= SET EXERCISE =
Tally the lines in the records below that contain the string "outline", with case counting. Give only the number.

= INPUT FOR THIS TASK =

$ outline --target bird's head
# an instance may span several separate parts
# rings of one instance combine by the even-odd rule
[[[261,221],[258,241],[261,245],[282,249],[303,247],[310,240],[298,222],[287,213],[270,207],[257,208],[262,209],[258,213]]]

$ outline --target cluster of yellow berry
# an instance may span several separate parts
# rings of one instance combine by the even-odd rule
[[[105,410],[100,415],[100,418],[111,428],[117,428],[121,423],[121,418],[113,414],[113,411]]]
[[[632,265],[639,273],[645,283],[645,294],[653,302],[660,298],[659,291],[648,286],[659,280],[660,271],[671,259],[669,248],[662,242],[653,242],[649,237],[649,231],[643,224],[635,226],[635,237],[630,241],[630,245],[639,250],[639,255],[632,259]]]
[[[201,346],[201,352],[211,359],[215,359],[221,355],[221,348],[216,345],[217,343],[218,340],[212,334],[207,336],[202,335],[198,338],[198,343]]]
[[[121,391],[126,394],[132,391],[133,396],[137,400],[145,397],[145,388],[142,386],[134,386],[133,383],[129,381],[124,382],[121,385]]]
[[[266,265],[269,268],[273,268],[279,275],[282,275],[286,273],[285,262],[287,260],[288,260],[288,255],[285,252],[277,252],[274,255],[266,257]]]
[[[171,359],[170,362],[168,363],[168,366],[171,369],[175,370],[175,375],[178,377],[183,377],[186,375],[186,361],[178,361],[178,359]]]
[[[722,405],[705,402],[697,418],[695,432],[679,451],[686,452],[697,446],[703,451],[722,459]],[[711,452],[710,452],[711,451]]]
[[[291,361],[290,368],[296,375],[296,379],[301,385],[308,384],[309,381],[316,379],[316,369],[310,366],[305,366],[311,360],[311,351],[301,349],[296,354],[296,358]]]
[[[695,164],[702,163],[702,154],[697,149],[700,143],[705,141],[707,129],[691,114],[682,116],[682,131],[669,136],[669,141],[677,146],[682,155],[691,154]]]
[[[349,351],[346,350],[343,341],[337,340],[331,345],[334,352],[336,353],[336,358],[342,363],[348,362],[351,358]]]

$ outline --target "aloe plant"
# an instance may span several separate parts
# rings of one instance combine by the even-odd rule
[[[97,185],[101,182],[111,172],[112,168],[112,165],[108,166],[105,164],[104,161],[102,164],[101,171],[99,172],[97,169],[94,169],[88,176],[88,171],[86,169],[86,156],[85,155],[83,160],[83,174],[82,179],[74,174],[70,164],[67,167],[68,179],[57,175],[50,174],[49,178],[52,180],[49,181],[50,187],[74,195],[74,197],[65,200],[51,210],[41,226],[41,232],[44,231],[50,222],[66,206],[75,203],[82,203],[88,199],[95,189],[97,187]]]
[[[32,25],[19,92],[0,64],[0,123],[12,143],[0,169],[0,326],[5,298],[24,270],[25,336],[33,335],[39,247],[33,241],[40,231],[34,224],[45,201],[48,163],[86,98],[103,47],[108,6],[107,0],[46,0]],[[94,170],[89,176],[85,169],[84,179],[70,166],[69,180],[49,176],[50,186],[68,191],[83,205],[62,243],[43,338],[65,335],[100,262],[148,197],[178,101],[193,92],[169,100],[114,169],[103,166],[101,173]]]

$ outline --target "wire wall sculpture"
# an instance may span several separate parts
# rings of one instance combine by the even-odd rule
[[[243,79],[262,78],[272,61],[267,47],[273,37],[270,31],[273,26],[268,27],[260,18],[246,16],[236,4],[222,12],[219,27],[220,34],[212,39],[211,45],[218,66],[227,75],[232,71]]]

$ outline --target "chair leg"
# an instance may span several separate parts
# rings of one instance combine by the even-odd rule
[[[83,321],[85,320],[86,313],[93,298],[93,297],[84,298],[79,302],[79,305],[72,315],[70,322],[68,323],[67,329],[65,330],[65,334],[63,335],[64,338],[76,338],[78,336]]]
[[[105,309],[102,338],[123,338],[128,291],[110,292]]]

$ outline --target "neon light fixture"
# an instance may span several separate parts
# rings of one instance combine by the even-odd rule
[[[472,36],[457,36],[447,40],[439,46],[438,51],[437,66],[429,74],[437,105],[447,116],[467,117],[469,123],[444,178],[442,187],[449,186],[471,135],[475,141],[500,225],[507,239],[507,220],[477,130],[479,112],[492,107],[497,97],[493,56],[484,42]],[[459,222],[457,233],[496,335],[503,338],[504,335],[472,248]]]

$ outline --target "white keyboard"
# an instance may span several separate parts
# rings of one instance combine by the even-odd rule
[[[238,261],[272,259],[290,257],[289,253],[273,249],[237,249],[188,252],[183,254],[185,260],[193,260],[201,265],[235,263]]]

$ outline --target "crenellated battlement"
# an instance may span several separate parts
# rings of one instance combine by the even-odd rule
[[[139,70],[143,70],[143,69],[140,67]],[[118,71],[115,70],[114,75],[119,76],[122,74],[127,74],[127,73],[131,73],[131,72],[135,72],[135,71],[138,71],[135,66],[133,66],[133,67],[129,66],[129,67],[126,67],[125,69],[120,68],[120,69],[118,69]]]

= CORRECT OUTPUT =
8